I hate getting distracted by a discussion about Rogan’s questionable commentary, but it’s hard to separate the two given who Oishi is to the casual fan. Despite that night, Oishi wasn’t a bad fighter. He retired in 2014 with a record of 25-10 (oh and a whopping 10 draws). He was ONE FC’s former featherweight champion. He was a very good mixed martial artist.
He didn’t look like a good martial artist that night, granted. His bladed, flamingo-like stance resulted in a quick, one-sided beatdown for Nick, who used his reach to his advantage. You’d be forgiven if you just assumed Oishi went back to Japan, “where the competition’s easier.” Technically he did. The UFC didn’t bring him back, and so Oishi went back to his old stomping grounds in Pancrase. His first fight in Japan? None other than Nick’s brother, Nate.
This fight happened only two months after fighting Nick. The early portions of this fight look a like Oishi’s fight with Nick. Oishi’s stance left him open for various punches, which he took well (and often slipped). The rest of the fight less so. Oishi knocked Nate down on multiple occasions, controlling him on the ground when the fight went there. It was only Nate’s second pro fight, but it was Oishi’s 18th at welterweight.
It’s tough to dig up much information on Oishi. His base was wrestling, which he began in high school and continued at the university level. I have to suspect his open stance came from some heavy Kyokushin influence, which might also explain the lack of head movement, and awkward posture. His style, with his wrestling background and karate output, might be best described as ‘wrestle-chop.’ Asia’s answer to the wrestle-boxers of North America.
His counterstriking style brought him wins over Satoru Kitaoka and Chris Lytle before fighting Nick. He’d go on to fight Daizo Ishige and Carlos Condit the following year. And he did it all two weight classes above where he should have been. The obscure fighter series is not about exalting lesser fighters for something more, but for respecting how fighters should be remembered: making sure their career obituaries have the right bibliography attached.
Oishi will never be remembered for being a great fighter. He’ll be remembered for getting destroyed by a Diaz brother as Rogan could communicate nothing but confusion over an assumed tactic. That’s unfortunate, but also telling. It says more about the sport than it does about Oishi — how a good featherweight had to fight half his career as a welterweight. That’s MMA’ shame. Not Oishi’s.
++++++++++
Challenge 1.
In the passage on Oishi, reproduce the part from "It’s tough to" to "of North America.", substituting "Shotokan" for "Kyokushin".
Challenge 2.
List every opponent of Oishi whom the passage on Oishi names.
Challenge 3.
Answer these questions from the passage on Oishi:
(a) What record did Oishi have when he retired in 2014?
(b) What was Oishi's base?
(c) Where did Oishi fight after the UFC did not bring him back?

Data excerpt.
++++++++++
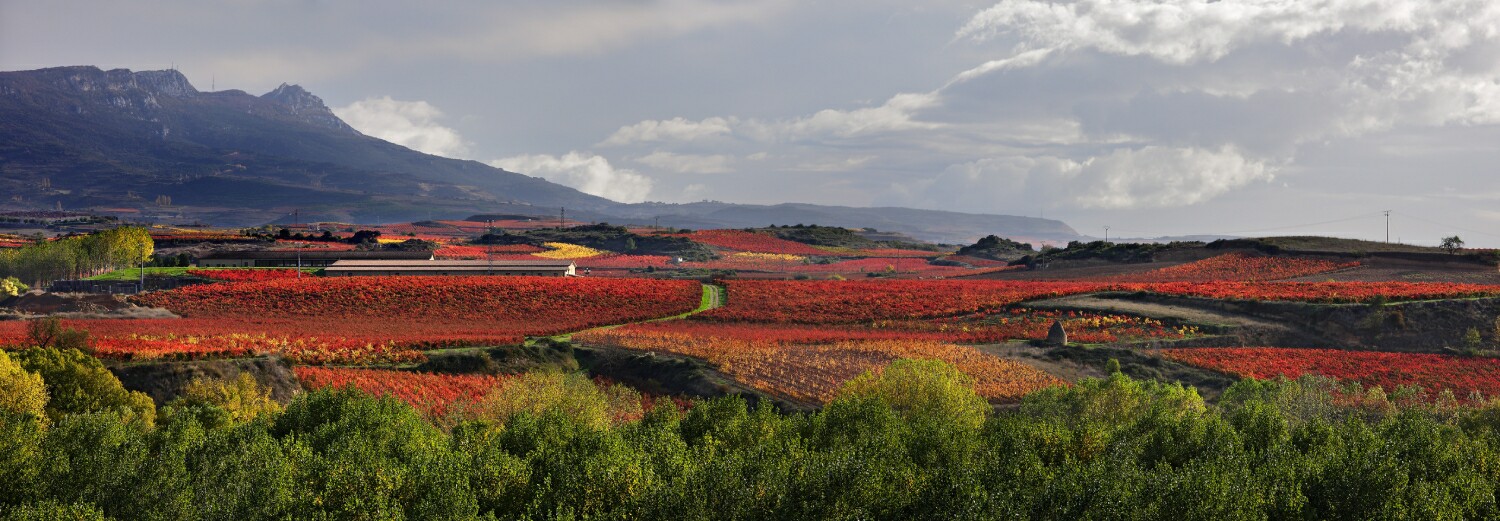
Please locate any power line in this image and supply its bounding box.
[1397,212,1500,239]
++++++++++
Complete output 1.
It’s tough to dig up much information on Oishi. His base was wrestling, which he began in high school and continued at the university level. I have to suspect his open stance came from some heavy Shotokan influence, which might also explain the lack of head movement, and awkward posture. His style, with his wrestling background and karate output, might be best described as ‘wrestle-chop.’ Asia’s answer to the wrestle-boxers of North America.

Complete output 2.
Nick
Nate
Satoru Kitaoka
Chris Lytle
Daizo Ishige
Carlos Condit

Complete output 3.
(a) 25-10, with 10 draws.
(b) Wrestling.
(c) Pancrase, in Japan.